Alzheimer nei delfini, scoperta una correlazione

Un team di ricerca del Regno Unito ha identificato i marcatori della malattia degenerativa in tre specie di cetacei

Uno studio eseguito da un gruppo di ricerca dell’Università di Glasgow, delle università di St Andrews ed Edimburgo e del Moredun Research Institute in Scozia, ha identificato i marcatori dell’Alzheimer in almeno tre specie di delfini.

La scoperta

In almeno tre specie di delfini sono stati identificati i marcatori dell’Alzheimer: confusione e disorientamento causati dalla malattia degenerativa possono essere il motivo per cui occasionalmente si incagliano. A fare l’insolita scoperta è un gruppo di ricercatori dell’Università di Glasgow, delle università di St Andrews e Edimburgo e del Moredun Research Institute in Scozia, in uno studio pubblicato sull’European Journal of Neuroscience.

Gli studi effettuati

Sono giunti a questa conclusione sulla base di test post mortem eseguiti su 22 balene dentate, o odontoceti, in cui hanno rilevato tre cambiamenti cerebrali chiave associati alla malattia di Alzheimer umana. Tra le specie di cetacei spiaggiati al largo delle coste scozzesi e oggetto dello studio che hanno riportato i marcatori c’è un delfino dal becco bianco, un tursiope e un pilota con pinne lunghe. Nello specifico livelli anormali della proteina beta-amiloide si erano accumulati in placche che interrompono i neuroni nel cervello, mentre un’altra proteina, chiamata tau, si era raccolta in grovigli all’interno dei neuroni ed è stato riscontrato un accumulo di cellule gliali che causano l’infiammazione del cervello. Sono gli stessi identici marcatori presenti negli esseri umani ammalati.

La teoria del “leader malato”

La novità risiede proprio nel fatto che se dei tipi di demenza siano già stati rilevati abbastanza ampiamente in altri animali, finora la malattia di Alzheimer non è stata trovata in natura in specie diverse dall’uomo. Gli scienziati non conoscono ancora la causa di questa degenerazione cerebrale, ma potrebbe essere proprio il motivo per cui alcuni gruppi o branchi di balene e delfini si incagliano in acque poco profonde. Alcuni spiaggiamenti di massa sono stati collegati all’aumento del rumore antropogenico negli oceani, ma ora i segni simili all’Alzheimer nel cervello potrebbero supportare una teoria del “leader malato”, in base alla quale i cetacei per lo più sani sono bloccati perché seguono un capogruppo che si è confuso o si è perso.

## CONSEGNA:
Traduci in inglese questa frase dell'articolo sull'Alzheimer nei delfini: "Sono gli stessi identici marcatori presenti negli esseri umani ammalati."

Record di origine
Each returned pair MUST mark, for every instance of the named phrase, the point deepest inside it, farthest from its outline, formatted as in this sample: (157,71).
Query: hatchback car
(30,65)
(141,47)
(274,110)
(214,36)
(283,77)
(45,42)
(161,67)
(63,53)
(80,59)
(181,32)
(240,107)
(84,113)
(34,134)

## RISPOSTA:
They are the very same markers found in humans with the disease.